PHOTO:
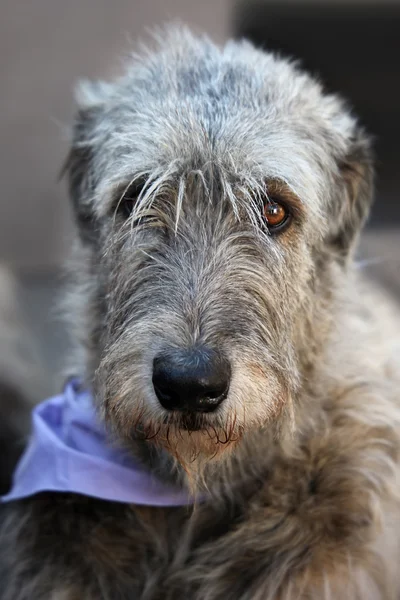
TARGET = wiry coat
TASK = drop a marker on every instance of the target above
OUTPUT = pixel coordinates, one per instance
(170, 169)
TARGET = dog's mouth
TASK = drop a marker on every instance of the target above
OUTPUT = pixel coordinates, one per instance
(192, 422)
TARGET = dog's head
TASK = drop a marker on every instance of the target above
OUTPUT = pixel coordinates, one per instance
(217, 195)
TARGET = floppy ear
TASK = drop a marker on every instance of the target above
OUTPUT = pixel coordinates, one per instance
(354, 195)
(80, 172)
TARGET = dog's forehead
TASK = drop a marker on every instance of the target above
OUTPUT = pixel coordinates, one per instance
(192, 103)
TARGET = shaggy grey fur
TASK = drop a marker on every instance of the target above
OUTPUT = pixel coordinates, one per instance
(170, 170)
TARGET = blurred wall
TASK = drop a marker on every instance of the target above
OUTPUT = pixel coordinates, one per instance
(45, 46)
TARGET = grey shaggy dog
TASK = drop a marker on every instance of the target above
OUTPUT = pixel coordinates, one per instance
(230, 341)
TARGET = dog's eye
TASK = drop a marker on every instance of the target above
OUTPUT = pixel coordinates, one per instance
(276, 215)
(127, 202)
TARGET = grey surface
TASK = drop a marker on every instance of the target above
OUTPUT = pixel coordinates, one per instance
(45, 47)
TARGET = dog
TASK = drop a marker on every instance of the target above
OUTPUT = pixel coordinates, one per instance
(232, 345)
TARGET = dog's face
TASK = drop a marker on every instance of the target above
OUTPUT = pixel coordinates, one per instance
(215, 193)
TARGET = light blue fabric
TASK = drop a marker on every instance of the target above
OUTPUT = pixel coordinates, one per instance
(68, 451)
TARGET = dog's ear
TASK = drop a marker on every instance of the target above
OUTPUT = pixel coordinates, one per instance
(79, 167)
(354, 195)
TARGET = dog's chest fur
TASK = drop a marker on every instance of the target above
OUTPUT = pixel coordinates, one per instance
(311, 509)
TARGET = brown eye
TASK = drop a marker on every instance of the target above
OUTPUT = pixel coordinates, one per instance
(127, 202)
(276, 215)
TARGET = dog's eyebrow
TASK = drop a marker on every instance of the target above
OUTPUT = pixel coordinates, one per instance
(278, 189)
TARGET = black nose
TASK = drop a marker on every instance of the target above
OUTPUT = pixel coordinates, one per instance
(195, 380)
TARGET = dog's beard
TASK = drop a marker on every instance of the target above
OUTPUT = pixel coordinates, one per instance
(195, 441)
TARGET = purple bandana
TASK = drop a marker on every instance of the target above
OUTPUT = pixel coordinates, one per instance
(68, 452)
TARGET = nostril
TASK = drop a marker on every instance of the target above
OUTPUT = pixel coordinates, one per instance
(191, 380)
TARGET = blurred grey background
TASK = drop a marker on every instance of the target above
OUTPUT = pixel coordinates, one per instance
(47, 45)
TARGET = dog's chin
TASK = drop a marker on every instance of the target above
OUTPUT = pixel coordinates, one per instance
(197, 442)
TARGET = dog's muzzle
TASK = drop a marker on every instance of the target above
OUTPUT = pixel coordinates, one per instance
(194, 380)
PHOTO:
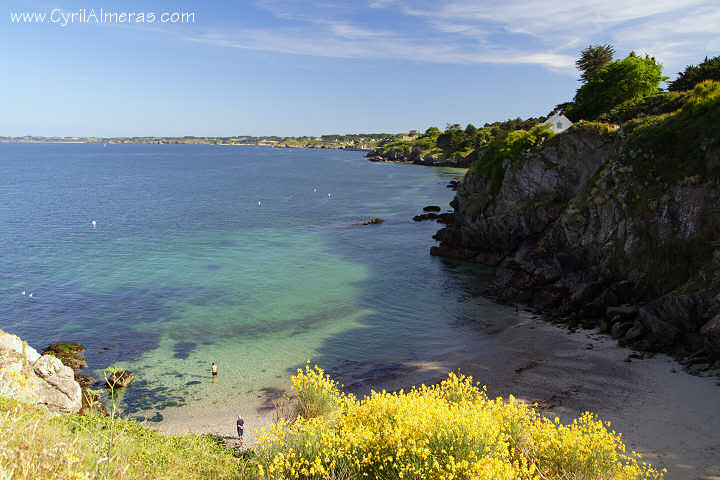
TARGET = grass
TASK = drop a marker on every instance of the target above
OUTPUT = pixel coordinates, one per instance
(672, 146)
(35, 445)
(511, 146)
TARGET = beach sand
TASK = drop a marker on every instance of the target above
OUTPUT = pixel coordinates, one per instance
(669, 416)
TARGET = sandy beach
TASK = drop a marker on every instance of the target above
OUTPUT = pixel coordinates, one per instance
(669, 416)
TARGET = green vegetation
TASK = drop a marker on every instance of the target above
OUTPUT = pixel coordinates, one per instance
(517, 144)
(618, 82)
(454, 142)
(593, 59)
(34, 444)
(707, 70)
(655, 104)
(673, 146)
(667, 263)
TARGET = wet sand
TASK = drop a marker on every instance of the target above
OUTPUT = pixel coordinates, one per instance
(669, 416)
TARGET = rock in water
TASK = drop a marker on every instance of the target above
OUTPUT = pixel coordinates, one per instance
(425, 216)
(71, 354)
(52, 382)
(120, 379)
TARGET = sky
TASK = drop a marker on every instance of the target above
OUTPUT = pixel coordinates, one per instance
(314, 67)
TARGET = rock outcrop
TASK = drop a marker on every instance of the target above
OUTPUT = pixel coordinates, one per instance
(53, 383)
(576, 233)
(120, 379)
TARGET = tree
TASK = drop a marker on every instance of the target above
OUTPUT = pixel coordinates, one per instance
(593, 59)
(621, 80)
(707, 70)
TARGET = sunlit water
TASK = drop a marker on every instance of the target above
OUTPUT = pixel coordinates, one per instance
(242, 256)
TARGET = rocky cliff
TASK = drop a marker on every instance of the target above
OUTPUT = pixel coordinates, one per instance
(579, 232)
(39, 379)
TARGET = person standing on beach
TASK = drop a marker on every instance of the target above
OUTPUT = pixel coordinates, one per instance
(241, 427)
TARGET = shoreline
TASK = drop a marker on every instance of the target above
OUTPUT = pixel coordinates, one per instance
(668, 415)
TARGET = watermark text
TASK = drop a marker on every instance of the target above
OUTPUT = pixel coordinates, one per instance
(66, 18)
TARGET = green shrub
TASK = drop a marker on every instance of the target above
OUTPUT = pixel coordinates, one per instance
(673, 146)
(618, 82)
(707, 70)
(655, 104)
(503, 148)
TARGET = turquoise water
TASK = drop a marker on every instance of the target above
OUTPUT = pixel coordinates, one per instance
(184, 267)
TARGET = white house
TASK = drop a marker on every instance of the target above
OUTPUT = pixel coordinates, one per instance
(558, 123)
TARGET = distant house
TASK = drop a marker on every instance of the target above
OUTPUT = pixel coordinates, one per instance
(557, 122)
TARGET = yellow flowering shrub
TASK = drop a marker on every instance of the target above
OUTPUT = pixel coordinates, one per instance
(449, 431)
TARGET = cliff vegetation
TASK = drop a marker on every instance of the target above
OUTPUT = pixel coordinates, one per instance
(614, 222)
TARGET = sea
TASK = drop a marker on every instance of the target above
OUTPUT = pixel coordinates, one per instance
(162, 259)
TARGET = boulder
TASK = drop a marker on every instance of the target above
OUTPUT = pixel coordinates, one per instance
(52, 382)
(425, 216)
(71, 354)
(120, 379)
(55, 384)
(711, 336)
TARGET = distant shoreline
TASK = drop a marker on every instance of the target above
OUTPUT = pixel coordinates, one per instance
(363, 142)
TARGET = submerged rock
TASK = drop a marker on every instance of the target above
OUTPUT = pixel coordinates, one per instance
(120, 379)
(52, 384)
(372, 221)
(71, 354)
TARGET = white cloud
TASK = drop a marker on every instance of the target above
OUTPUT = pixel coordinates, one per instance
(549, 33)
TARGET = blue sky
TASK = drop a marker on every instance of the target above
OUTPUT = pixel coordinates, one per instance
(299, 67)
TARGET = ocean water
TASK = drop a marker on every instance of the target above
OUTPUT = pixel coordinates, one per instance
(243, 256)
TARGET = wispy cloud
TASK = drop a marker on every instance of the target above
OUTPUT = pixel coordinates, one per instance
(548, 33)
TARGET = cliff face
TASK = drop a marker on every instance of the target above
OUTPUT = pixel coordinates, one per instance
(577, 233)
(41, 379)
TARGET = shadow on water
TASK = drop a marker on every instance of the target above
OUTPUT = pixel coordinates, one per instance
(424, 309)
(114, 326)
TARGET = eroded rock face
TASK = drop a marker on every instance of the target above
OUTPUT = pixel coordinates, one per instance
(53, 382)
(711, 337)
(558, 225)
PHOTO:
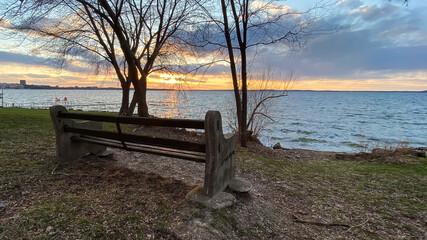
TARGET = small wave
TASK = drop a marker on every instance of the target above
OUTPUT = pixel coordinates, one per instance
(285, 130)
(358, 135)
(306, 139)
(352, 144)
(305, 132)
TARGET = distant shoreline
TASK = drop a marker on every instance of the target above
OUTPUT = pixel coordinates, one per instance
(37, 87)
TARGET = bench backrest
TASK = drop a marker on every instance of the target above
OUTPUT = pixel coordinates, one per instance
(74, 139)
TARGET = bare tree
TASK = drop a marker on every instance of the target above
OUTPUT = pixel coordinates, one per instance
(131, 36)
(243, 27)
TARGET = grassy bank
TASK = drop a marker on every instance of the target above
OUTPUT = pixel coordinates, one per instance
(293, 197)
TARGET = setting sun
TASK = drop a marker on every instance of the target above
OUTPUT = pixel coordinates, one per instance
(169, 78)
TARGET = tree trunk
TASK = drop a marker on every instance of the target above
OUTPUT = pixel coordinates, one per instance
(140, 98)
(125, 99)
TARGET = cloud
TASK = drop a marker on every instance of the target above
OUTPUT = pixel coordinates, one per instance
(387, 40)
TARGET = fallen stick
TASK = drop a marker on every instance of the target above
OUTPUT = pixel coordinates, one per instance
(296, 219)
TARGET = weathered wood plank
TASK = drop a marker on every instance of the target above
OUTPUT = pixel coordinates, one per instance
(191, 156)
(160, 142)
(161, 122)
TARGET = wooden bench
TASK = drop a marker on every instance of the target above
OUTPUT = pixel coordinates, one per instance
(75, 139)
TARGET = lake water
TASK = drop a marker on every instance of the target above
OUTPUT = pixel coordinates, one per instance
(331, 121)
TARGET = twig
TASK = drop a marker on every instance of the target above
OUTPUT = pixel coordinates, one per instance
(296, 219)
(359, 225)
(54, 169)
(2, 208)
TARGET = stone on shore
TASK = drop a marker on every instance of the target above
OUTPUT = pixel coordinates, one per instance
(277, 146)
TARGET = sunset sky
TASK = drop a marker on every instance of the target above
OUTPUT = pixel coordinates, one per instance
(384, 48)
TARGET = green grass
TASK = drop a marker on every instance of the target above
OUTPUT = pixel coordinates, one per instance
(92, 200)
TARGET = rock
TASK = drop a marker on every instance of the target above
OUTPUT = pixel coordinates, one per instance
(277, 146)
(240, 186)
(49, 229)
(220, 200)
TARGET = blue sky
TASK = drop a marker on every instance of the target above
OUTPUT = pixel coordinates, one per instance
(383, 47)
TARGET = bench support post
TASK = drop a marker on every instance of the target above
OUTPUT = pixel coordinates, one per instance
(220, 167)
(67, 150)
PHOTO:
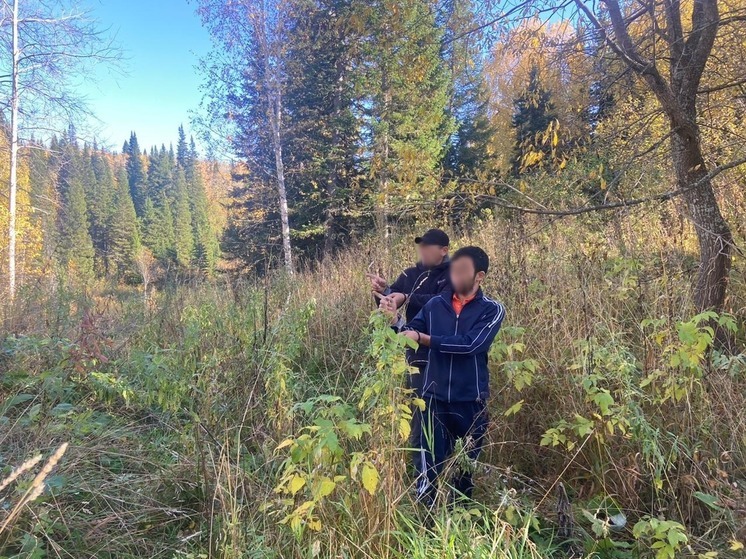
══════════════════════════════
▶ _TO DO_: Pick out each line of the records above that contains the word "house" and copy those lines. Case counts.

▶ _EXERCISE OUTPUT_:
TARGET = white house
TARGET = distant house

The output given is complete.